[Задания для выполнения]:
(a) Какую дату ареста Ежова называют документальные данные, приведённые в отрывке об аресте Ежова?
(b) Изложите содержание отрывка об аресте Ежова в двух предложениях.

[Выбранный отрывок]:
----------------------------------------

В самом деле, Андрей Георгиевич Маленков утверждает, что Ежов посетил кабинет Сталина в конце января 1939 года и тут же был арестован. Но имеются документальные данные о том, что Ежов был арестован 10 апреля 1939 года, а последний раз был на приеме у Сталина 23 ноября 1938 года, за два дня до своего снятия с поста народного комиссара внутренних дел СССР.

Андрей Георгиевич несколько преувеличивает роль Г.М. Маленкова: в то время он еще не был секретарем ЦК и не входил в Политбюро.

Бросил Маленков-старший при аресте Ежова реплику: «Сын за отца не в ответе», и семью бывшего наркома не репрессировали, а только выслали из Москвы. Да некого было репрессировать. У Ежова осталась только семилетняя Наташа, а таких даже тогда не сажали.

Да и вряд ли Г.М. Маленков мог давать команду вскрыть сейф Ежова. Во-первых, он не Генеральный прокурор и не нарком внутренних дел, а во-вторых, вскрытие служебного сейфа арестованного предусматривается ордером на арест и обыском.

----------------------------------------

[Исходные данные]:
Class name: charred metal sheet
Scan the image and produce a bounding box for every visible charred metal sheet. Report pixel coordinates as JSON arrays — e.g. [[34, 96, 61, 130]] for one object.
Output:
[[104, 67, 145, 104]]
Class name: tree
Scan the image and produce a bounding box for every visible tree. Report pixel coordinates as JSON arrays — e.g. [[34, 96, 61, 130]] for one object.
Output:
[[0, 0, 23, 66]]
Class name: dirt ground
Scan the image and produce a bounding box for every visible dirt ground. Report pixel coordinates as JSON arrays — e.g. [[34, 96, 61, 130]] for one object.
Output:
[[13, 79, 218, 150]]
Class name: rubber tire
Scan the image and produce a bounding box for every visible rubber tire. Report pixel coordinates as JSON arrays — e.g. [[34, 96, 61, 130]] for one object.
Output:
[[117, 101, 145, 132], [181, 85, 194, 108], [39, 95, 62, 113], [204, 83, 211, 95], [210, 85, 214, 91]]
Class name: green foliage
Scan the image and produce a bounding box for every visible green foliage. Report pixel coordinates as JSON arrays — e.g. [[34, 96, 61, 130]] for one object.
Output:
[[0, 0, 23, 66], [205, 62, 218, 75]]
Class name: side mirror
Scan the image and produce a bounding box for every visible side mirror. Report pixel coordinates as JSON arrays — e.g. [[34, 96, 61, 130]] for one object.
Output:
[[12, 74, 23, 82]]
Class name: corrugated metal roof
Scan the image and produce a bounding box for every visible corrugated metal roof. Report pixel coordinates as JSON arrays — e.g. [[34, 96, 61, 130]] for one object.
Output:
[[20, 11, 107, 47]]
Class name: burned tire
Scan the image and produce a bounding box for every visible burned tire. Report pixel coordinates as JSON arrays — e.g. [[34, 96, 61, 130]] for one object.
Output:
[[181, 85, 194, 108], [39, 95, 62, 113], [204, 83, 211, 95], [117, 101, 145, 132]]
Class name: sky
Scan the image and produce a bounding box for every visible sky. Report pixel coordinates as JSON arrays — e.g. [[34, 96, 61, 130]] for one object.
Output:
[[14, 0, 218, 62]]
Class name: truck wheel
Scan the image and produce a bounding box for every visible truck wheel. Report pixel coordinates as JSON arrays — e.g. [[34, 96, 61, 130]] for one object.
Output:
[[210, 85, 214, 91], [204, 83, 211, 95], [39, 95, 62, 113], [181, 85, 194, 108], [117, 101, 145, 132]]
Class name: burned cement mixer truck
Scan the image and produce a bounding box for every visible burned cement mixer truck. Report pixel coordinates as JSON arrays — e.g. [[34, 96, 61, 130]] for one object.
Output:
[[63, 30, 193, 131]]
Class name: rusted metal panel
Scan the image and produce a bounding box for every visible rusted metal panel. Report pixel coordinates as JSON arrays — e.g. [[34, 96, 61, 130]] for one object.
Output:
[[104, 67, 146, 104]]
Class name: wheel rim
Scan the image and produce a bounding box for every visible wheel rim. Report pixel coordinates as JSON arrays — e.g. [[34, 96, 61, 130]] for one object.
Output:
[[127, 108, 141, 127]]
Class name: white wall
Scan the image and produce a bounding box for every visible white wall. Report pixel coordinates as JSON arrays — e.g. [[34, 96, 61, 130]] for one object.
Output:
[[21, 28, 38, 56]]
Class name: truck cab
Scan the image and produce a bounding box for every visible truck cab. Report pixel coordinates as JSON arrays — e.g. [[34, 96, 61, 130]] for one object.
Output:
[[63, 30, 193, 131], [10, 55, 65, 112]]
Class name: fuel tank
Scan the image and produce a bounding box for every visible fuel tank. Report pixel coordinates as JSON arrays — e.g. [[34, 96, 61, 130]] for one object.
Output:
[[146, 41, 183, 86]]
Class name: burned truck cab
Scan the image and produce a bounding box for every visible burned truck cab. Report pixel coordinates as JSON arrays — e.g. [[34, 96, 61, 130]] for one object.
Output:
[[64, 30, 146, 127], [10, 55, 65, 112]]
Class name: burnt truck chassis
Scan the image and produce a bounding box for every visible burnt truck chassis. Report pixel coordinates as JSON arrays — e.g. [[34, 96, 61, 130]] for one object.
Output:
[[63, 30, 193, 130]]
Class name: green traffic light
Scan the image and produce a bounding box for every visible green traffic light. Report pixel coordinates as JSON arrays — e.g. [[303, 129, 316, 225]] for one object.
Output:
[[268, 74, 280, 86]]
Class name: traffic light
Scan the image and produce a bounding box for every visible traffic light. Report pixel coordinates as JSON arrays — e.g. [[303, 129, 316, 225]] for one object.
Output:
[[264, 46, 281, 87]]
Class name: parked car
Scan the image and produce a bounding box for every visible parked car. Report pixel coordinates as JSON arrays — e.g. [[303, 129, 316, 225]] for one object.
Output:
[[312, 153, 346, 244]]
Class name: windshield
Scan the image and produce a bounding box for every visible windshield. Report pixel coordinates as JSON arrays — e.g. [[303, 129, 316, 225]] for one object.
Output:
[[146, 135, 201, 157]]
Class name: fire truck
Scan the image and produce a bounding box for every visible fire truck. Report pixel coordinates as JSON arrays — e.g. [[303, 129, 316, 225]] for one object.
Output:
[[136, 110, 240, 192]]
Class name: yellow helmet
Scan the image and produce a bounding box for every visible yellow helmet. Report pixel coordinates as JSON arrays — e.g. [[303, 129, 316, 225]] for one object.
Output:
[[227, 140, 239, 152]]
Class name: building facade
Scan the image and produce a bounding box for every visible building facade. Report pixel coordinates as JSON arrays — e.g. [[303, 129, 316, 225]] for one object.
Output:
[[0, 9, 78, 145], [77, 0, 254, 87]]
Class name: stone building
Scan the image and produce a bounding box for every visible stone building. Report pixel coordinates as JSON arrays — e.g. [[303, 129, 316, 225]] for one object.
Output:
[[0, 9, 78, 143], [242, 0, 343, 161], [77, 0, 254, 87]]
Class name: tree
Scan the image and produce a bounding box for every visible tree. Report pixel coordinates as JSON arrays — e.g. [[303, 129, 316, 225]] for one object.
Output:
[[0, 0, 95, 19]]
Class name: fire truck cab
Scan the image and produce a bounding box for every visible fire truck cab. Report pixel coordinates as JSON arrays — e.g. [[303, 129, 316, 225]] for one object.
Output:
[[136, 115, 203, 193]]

----------------------------------------

[Решённые задачи]:
(a) 10 апреля 1939 года.

(b) Автор оспаривает утверждение А.Г. Маленкова о том, что Ежов был арестован сразу после посещения кабинета Сталина в конце января 1939 года: по документальным данным, арест произошёл 10 апреля 1939 года, а последний приём у Сталина состоялся 23 ноября 1938 года. Кроме того, автор полагает, что А.Г. Маленков преувеличивает роль Г.М. Маленкова, который тогда не был секретарём ЦК, не входил в Политбюро и вряд ли мог давать команду вскрыть сейф Ежова.